### TEXT SECTION
"""
Larger than life: Deon du Plessis

Deon du Plessis, who died at the weekend, was a larger-than-life figure in every sense of the word. He was also a paradox.

A giant former body builder with an appetite for good company fuelled by copious amounts of liquor, he was also an incredibly private and shy person. He had a coarse turn of phrase, yet chose his quips with the care of Winston Churchill, of whom he was a great admirer.

Du Plessis will be forever remembered for creating South Africa’s highest-selling daily newspaper, the Daily Sun, nine years ago, which he initially conceptualised as the inaugural managing director of Independent Newspapers Gauteng, a subsidiary company of Independent News and Media South Africa which publishes The Star and Pretoria News, among 17 other titles.

Yet it was during this same tenure that he also oversaw the launch of the Sunday Independent, and the group’s massively successful daily financial newspaper, Business Report.

There was no stomach, though, for a working-class tabloid, so Du Plessis left Independent and – after being hospitalised for a triple bypass – went to Afrikaans newspaper group Media 24, who partnered him in the launch of the paper.

Immortalised at Media Park, News 24’s Auckland Park head office, by “the man in the blue overalls”, its success set teeth on edge, especially in academic and intellectual circles who derided it for what they claimed was its staple diet of witchcraft stories and soccer reports pandering to the lowest common denominator in the market.

Du Plessis was undeterred by the criticism, pointing to the number of new readers who would never have read a newspaper before and pointing out all the good the paper had been able to do, particularly in sorting out readers’ problems.

While the Daily Sun will always be his testament, Du Plessis had a glittering career at Independent Newspaper’s predecessor, Argus newspapers, working in many of the group’s offices, Durban, Cape Town, Joburg and Pretoria.

Du Plessis joined the Star as a 18-year-old cub reporter fresh from his national service as a military policeman and became an Africa correspondent in the group’s erstwhile Argus Africa News Service that he made his name.

Deon du Plessis at the 120th birthday of the Diamond Fields Advertiser.

He reported on the independence and subsequent wars in Angola and Mozambique as well as on Zimbabwe’s independence, where he was the group’s bureau chief. On his return to South Africa, Du Plessis narrowly avoided getting jailed under the Official Secrets Act for a manuscript he’d written on South Africa’s illegal arms supplies to the then Rhodesia. He was detained and then prosecuted in a secret trial.
"""
### ACTIONS TO TAKE
1: According to the Deon du Plessis profile, why did Du Plessis leave Independent?
2: Continue the Deon du Plessis profile from its final sentence, "He was detained and then prosecuted in a secret trial."

### SOURCE MATERIAL
"""
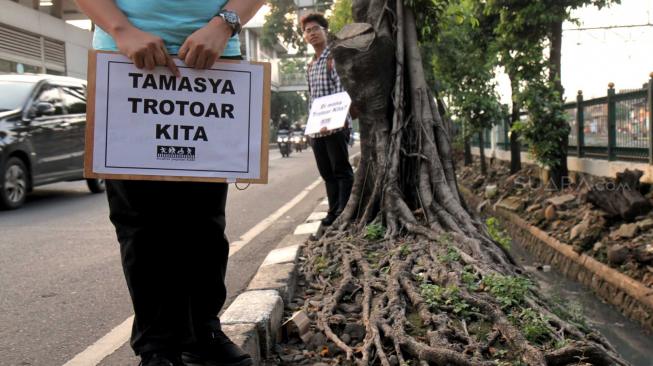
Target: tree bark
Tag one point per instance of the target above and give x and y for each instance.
(406, 184)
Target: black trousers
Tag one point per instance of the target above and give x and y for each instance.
(332, 157)
(174, 255)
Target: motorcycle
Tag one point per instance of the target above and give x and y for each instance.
(284, 142)
(299, 141)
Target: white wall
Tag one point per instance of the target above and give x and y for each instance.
(77, 40)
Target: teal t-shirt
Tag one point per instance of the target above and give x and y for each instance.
(172, 20)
"""
### OUTPUTS FOR THE TASKS
1: He left because Independent had no stomach for a working-class tabloid. After a triple bypass, he went to Media 24, which partnered him in launching the paper.

2:
Following a string of promotions over the years, he was offered the editorship of the Pretoria News, long a springboard to editing one of the group’s top three titles.

With the advent of democracy, a controlling interest in the Argus company was sold to Irish entrepreneur Tony O’Reilly, who took a shine to the raconteur in Du Plessis, leapfrogging him over far more senior colleagues to become one of three regional managing directors at the age of only 43, an immediate consequence of which was the highly publicised resignation of The Star’s editor-in-chief, Richard Steyn, who refused to report to a man who had previously been his junior.

Du Plessis forged on regardless, creating an operating unit that stretched from Pretoria to Kimberley in his inimitable gruff way.

His parties were the stuff of legend – guests at his Houghton home were once memorably treated to him singing Ek Bly ’n Blou Bul to the accompaniment of a Steve Hofmeyr CD as he impaled a bread roll on the end of a cavalry sword – as was his love for military history and martial verse.

He once recited Tennyson’s Charge of the Light Brigade from memory to a Pretoria News team on their way to Holland to check out a new editorial publishing system.

On Friday, writing in his online blog of his impending three-month sabbatical awarded by Media 24, he said he would go to Portugal to sharpen up his rusty Portuguese that he had learnt in Angola and Mozambique, following in the footsteps of the “Duke of Wellington as he kicked the French out of Portugal in the early 1800s. That, I prophesy, will lead me to the bigger battlefields of the same peninsular campaign in Spain. Then I will probably go to Cadiz because it sounds romantic and I want to hear the Atlantic crashing on the sea-walls”.

It was not to be. He died at home on Sunday of acute bronchitis.

A private funeral will be held on Friday.